* START Data provided *
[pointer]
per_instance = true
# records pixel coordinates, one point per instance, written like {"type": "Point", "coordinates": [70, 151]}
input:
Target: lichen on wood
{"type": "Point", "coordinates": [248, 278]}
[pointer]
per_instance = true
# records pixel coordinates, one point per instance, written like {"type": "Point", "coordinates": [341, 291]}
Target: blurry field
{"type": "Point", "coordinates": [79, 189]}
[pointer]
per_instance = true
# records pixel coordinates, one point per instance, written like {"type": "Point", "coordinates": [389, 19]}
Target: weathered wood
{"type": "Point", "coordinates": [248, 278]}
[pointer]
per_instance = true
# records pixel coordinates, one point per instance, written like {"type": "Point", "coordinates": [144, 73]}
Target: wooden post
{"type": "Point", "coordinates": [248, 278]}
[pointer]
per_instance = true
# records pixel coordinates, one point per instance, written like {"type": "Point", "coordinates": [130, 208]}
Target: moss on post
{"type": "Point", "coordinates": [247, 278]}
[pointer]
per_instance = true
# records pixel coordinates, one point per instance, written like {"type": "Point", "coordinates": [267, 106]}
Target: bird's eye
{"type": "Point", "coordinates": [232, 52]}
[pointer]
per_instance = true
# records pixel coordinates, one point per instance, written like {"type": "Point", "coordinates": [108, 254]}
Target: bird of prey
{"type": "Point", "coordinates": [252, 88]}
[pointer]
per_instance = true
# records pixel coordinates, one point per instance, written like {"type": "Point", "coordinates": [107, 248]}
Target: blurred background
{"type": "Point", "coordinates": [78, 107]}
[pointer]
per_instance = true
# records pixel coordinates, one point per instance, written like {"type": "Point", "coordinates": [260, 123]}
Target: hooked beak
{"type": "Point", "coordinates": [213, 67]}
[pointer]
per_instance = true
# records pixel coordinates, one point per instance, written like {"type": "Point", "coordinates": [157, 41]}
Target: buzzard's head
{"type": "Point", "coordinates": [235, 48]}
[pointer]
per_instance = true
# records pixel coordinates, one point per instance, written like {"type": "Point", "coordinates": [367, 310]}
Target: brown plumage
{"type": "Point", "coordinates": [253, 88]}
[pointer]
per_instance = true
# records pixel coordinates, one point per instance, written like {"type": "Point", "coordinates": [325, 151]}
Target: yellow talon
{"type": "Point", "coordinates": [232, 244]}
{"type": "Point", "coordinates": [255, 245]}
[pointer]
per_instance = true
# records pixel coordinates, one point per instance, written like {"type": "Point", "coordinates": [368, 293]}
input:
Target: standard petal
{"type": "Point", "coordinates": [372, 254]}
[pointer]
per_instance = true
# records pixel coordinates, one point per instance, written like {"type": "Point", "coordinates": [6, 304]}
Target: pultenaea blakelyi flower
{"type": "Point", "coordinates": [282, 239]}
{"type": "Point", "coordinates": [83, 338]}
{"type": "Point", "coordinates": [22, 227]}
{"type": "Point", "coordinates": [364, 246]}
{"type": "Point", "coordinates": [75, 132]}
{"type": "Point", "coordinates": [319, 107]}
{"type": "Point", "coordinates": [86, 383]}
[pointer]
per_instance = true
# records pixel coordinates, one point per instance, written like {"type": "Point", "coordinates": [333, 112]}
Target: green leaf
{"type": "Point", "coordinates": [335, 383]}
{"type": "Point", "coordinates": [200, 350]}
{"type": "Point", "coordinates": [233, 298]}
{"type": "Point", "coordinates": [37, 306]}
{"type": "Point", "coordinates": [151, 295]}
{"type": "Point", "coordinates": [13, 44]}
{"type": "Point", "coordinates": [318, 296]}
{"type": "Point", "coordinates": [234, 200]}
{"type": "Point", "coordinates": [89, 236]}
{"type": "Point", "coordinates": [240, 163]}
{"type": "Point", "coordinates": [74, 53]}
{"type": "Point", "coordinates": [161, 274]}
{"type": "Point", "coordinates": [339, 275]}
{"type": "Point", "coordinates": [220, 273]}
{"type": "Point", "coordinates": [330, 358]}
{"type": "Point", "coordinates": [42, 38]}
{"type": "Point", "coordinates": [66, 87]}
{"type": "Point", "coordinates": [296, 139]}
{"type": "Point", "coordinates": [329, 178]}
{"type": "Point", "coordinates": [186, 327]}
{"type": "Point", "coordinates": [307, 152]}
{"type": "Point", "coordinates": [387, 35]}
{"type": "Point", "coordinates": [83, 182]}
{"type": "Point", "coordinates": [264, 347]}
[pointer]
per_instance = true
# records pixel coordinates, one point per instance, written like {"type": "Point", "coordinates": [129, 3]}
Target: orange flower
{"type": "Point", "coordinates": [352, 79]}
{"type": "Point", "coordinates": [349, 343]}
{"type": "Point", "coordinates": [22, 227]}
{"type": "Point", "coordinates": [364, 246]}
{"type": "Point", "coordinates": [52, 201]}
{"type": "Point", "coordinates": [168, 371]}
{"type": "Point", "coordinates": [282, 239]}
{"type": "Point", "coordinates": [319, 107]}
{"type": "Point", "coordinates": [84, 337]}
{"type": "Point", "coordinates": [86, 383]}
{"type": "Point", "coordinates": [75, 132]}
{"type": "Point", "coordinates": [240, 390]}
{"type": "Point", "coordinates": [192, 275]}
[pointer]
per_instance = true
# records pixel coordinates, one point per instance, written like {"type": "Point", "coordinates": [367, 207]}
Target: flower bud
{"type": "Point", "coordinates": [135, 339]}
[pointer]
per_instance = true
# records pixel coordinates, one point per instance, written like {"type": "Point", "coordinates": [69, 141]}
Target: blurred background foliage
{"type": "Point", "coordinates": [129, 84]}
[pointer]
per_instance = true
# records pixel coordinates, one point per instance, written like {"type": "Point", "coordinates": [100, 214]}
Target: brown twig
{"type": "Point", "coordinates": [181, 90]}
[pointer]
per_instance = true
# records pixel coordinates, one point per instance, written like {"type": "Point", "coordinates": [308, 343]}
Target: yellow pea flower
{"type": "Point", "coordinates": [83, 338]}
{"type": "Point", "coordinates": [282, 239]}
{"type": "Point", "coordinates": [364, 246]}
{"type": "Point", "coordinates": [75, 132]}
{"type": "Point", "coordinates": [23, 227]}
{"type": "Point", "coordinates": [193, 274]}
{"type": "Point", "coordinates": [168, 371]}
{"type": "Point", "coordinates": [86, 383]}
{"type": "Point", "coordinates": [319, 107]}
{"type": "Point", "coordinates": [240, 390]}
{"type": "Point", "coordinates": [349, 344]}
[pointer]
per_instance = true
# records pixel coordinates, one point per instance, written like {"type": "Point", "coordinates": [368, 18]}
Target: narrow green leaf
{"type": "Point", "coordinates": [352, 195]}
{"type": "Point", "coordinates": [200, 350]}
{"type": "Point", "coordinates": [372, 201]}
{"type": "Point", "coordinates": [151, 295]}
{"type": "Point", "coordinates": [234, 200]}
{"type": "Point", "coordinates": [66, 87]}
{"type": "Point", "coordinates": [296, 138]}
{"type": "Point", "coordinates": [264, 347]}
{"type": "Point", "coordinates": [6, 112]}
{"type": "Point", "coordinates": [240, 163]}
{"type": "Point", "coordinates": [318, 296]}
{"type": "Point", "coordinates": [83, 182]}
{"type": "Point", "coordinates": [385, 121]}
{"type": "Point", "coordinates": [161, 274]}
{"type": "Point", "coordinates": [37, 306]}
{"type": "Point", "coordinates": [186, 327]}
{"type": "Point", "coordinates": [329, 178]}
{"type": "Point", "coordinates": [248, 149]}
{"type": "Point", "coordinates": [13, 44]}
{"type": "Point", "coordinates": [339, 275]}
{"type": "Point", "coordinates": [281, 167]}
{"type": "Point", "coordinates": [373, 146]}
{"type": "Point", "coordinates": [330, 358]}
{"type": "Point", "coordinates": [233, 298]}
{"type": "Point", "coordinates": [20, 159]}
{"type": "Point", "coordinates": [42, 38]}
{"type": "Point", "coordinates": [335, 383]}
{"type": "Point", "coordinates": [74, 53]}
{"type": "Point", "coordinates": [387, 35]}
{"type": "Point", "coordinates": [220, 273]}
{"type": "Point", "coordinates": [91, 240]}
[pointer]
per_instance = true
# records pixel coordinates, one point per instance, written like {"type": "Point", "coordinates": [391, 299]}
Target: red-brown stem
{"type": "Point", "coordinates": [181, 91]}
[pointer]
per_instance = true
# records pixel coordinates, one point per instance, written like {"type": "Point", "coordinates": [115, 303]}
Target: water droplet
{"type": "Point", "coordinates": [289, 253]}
* END Data provided *
# [What the exercise asks]
Pick out every line of the material above that contains the string "bird". Case matters.

# [Solution for this exercise]
Target: bird's eye
Target: bird of prey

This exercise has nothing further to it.